Region pointing data:
>>>

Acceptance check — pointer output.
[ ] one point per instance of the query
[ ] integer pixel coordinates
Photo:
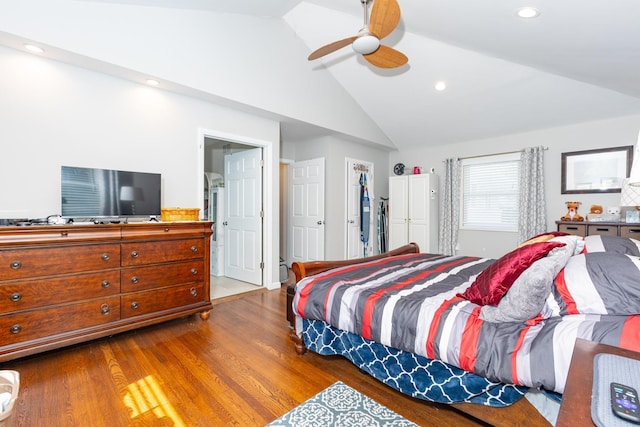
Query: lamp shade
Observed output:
(366, 44)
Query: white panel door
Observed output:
(306, 211)
(355, 246)
(243, 216)
(398, 211)
(418, 203)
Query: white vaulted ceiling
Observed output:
(578, 61)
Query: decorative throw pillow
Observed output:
(614, 244)
(543, 237)
(495, 280)
(527, 296)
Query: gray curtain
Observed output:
(533, 217)
(450, 208)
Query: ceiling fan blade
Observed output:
(385, 16)
(331, 47)
(386, 57)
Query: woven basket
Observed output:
(9, 384)
(180, 214)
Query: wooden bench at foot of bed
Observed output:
(521, 413)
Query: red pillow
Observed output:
(495, 280)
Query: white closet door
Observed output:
(243, 216)
(306, 212)
(398, 211)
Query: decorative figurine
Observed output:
(572, 214)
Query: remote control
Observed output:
(624, 402)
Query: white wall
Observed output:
(192, 48)
(52, 114)
(582, 136)
(335, 150)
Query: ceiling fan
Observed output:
(385, 16)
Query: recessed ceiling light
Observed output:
(528, 12)
(33, 48)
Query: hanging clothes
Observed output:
(383, 225)
(365, 213)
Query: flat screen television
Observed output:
(105, 193)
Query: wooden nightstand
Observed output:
(575, 409)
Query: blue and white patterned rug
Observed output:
(341, 406)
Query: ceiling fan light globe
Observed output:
(366, 44)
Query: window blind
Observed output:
(491, 192)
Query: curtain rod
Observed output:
(494, 154)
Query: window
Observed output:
(491, 192)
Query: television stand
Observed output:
(63, 284)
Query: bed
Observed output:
(469, 331)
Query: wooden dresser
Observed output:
(588, 228)
(65, 284)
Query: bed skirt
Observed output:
(411, 374)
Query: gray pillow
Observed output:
(526, 297)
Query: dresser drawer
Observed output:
(575, 229)
(140, 253)
(59, 234)
(166, 230)
(26, 294)
(632, 231)
(147, 302)
(33, 324)
(602, 230)
(158, 276)
(25, 263)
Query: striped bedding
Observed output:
(411, 303)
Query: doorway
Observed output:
(212, 147)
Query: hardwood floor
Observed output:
(239, 368)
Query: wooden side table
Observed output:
(575, 409)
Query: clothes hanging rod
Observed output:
(494, 154)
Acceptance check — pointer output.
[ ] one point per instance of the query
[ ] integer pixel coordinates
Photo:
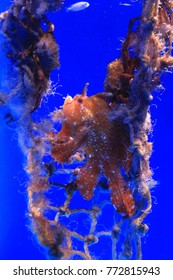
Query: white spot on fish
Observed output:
(78, 6)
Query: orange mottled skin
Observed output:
(87, 125)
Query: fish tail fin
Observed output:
(123, 200)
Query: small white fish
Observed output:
(78, 7)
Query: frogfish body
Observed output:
(86, 125)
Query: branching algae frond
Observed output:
(100, 157)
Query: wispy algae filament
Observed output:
(103, 144)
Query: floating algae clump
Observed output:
(102, 150)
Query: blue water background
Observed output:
(88, 41)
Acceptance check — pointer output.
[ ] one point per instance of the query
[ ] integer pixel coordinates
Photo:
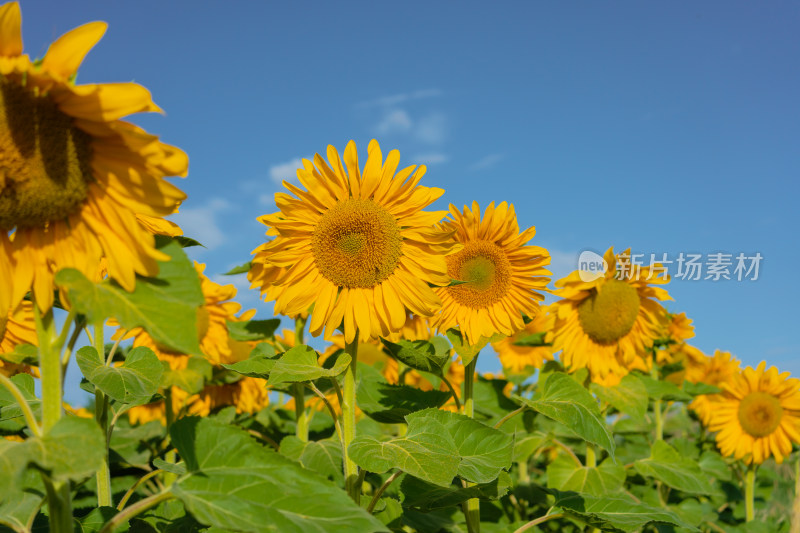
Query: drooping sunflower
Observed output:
(355, 244)
(78, 184)
(16, 328)
(716, 370)
(247, 394)
(607, 324)
(758, 415)
(502, 274)
(517, 359)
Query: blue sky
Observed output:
(665, 127)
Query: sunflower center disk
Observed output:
(760, 413)
(357, 244)
(44, 161)
(609, 314)
(485, 269)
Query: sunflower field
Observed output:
(605, 418)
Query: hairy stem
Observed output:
(472, 508)
(749, 492)
(349, 421)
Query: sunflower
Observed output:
(518, 359)
(78, 184)
(716, 371)
(355, 244)
(501, 274)
(758, 415)
(608, 324)
(247, 394)
(15, 329)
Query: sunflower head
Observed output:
(78, 186)
(607, 324)
(355, 243)
(501, 276)
(757, 415)
(520, 359)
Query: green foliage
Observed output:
(135, 382)
(235, 483)
(165, 307)
(564, 400)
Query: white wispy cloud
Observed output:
(201, 222)
(285, 171)
(394, 121)
(432, 128)
(433, 158)
(486, 161)
(395, 99)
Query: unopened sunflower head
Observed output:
(78, 184)
(608, 324)
(355, 243)
(17, 327)
(502, 276)
(522, 359)
(758, 415)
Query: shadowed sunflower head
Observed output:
(717, 371)
(354, 243)
(16, 328)
(522, 359)
(758, 415)
(77, 184)
(501, 275)
(607, 324)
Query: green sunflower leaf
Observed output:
(565, 474)
(253, 330)
(389, 403)
(568, 402)
(234, 483)
(484, 451)
(300, 364)
(629, 396)
(427, 451)
(664, 390)
(135, 382)
(241, 269)
(667, 465)
(419, 355)
(615, 513)
(165, 307)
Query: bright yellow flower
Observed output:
(520, 359)
(758, 415)
(502, 274)
(78, 183)
(17, 328)
(608, 324)
(355, 244)
(717, 370)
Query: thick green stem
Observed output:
(50, 368)
(749, 492)
(472, 508)
(298, 390)
(101, 415)
(59, 498)
(796, 504)
(30, 419)
(135, 509)
(349, 421)
(591, 457)
(59, 504)
(657, 405)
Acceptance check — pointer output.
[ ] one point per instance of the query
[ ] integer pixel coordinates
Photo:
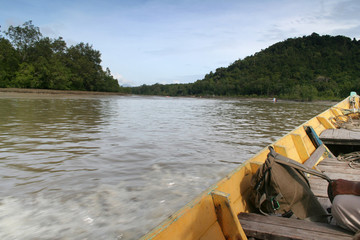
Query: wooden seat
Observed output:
(271, 227)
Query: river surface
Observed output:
(114, 167)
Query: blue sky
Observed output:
(179, 41)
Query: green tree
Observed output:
(23, 38)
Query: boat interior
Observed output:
(224, 211)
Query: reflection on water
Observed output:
(114, 167)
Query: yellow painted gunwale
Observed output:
(212, 214)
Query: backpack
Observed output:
(281, 188)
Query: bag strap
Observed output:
(291, 163)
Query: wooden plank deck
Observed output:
(269, 227)
(335, 170)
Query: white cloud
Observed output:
(122, 80)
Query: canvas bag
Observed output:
(281, 188)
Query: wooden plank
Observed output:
(340, 137)
(270, 227)
(315, 156)
(280, 149)
(214, 233)
(226, 217)
(300, 146)
(325, 122)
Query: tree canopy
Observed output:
(304, 68)
(29, 60)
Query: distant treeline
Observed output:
(29, 60)
(305, 68)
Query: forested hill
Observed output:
(305, 68)
(29, 60)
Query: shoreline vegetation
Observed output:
(306, 68)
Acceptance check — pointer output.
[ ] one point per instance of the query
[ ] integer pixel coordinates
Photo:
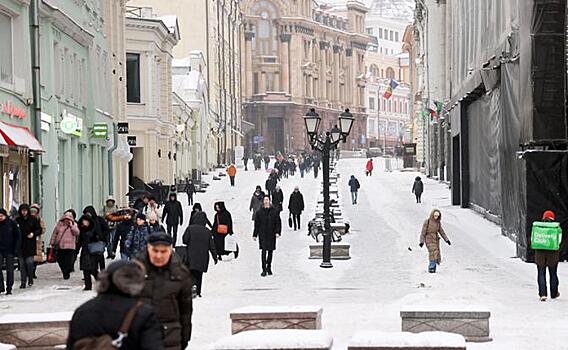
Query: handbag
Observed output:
(105, 342)
(96, 248)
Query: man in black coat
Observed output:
(30, 229)
(296, 207)
(267, 228)
(117, 289)
(200, 243)
(168, 290)
(10, 243)
(173, 216)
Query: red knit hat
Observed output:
(549, 214)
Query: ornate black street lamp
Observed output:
(325, 146)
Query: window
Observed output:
(133, 77)
(6, 52)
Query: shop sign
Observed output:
(122, 128)
(131, 140)
(100, 130)
(71, 124)
(13, 111)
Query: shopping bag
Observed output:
(230, 244)
(546, 235)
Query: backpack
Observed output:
(105, 342)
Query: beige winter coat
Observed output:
(431, 232)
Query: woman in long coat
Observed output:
(267, 227)
(222, 217)
(431, 232)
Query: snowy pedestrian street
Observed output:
(387, 271)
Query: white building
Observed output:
(149, 44)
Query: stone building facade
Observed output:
(297, 57)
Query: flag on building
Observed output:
(388, 92)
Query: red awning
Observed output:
(14, 135)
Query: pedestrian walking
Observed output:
(270, 184)
(137, 238)
(547, 256)
(354, 187)
(30, 229)
(256, 200)
(222, 226)
(267, 228)
(101, 230)
(10, 245)
(173, 215)
(168, 289)
(190, 190)
(110, 208)
(296, 207)
(232, 172)
(154, 225)
(278, 199)
(200, 243)
(92, 248)
(116, 312)
(418, 188)
(369, 167)
(198, 209)
(431, 232)
(63, 240)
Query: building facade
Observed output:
(18, 146)
(77, 107)
(152, 126)
(297, 57)
(214, 28)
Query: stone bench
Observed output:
(472, 323)
(275, 317)
(35, 331)
(406, 341)
(280, 339)
(339, 251)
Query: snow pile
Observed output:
(405, 339)
(281, 339)
(39, 317)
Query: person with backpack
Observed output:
(173, 216)
(200, 243)
(547, 249)
(417, 189)
(430, 235)
(63, 239)
(116, 310)
(354, 187)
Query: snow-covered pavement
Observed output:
(368, 291)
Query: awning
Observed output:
(14, 135)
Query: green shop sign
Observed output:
(100, 130)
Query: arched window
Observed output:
(266, 33)
(390, 73)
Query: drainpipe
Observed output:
(37, 194)
(110, 162)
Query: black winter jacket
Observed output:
(104, 315)
(168, 290)
(266, 225)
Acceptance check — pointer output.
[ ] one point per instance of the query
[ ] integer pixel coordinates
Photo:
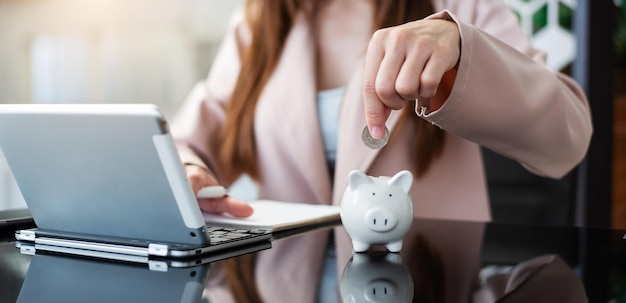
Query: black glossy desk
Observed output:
(442, 261)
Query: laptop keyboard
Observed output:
(221, 235)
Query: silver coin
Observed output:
(372, 143)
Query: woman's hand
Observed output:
(407, 62)
(200, 177)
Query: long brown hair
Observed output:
(269, 23)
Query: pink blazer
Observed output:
(504, 98)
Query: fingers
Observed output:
(200, 177)
(227, 205)
(404, 63)
(376, 112)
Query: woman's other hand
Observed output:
(199, 177)
(407, 62)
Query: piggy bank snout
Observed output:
(381, 290)
(380, 219)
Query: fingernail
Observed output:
(377, 132)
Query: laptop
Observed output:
(59, 278)
(107, 177)
(11, 219)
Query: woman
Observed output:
(287, 68)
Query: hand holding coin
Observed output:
(372, 143)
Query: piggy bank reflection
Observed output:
(377, 210)
(376, 277)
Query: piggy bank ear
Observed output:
(403, 179)
(356, 178)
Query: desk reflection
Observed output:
(55, 278)
(376, 277)
(445, 263)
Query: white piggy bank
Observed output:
(377, 210)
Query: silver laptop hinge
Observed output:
(157, 249)
(27, 249)
(26, 235)
(157, 265)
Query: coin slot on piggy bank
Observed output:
(377, 210)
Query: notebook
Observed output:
(107, 178)
(280, 216)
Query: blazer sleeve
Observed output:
(506, 99)
(196, 125)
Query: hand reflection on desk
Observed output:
(436, 265)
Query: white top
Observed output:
(328, 104)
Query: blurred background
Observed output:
(154, 51)
(104, 51)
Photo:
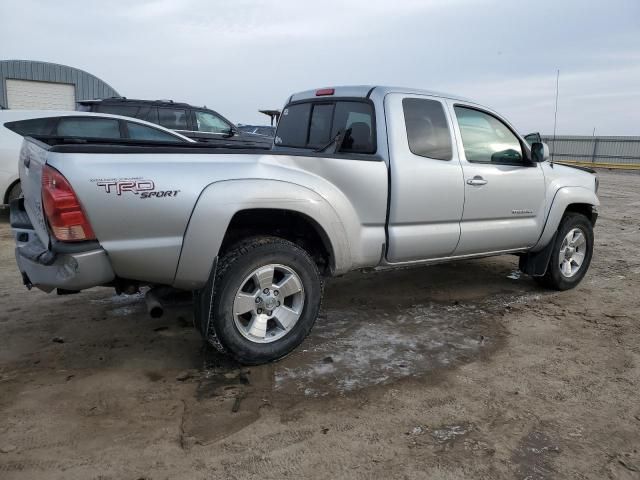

<<<

[Instructions for the task] Check the entries above line by line and return each one containing the word "plank".

[Result for this task]
Query: wooden plank deck
Query: wooden plank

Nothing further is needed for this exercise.